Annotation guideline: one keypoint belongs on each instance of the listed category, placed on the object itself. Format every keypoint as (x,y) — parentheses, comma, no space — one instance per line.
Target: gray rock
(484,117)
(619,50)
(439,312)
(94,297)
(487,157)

### EXERCISE AIM
Write out every line of the items above as a numbered list, leaving out blank lines.

### FULL ANSWER
1. Annotation guideline: one keypoint belongs on each instance of the listed category, placed on the object itself. Format every keypoint as (x,y) — parentheses, comma, no space — one instance per line.
2. Target: gray rock
3. (484,117)
4. (619,50)
5. (439,312)
6. (94,297)
7. (487,157)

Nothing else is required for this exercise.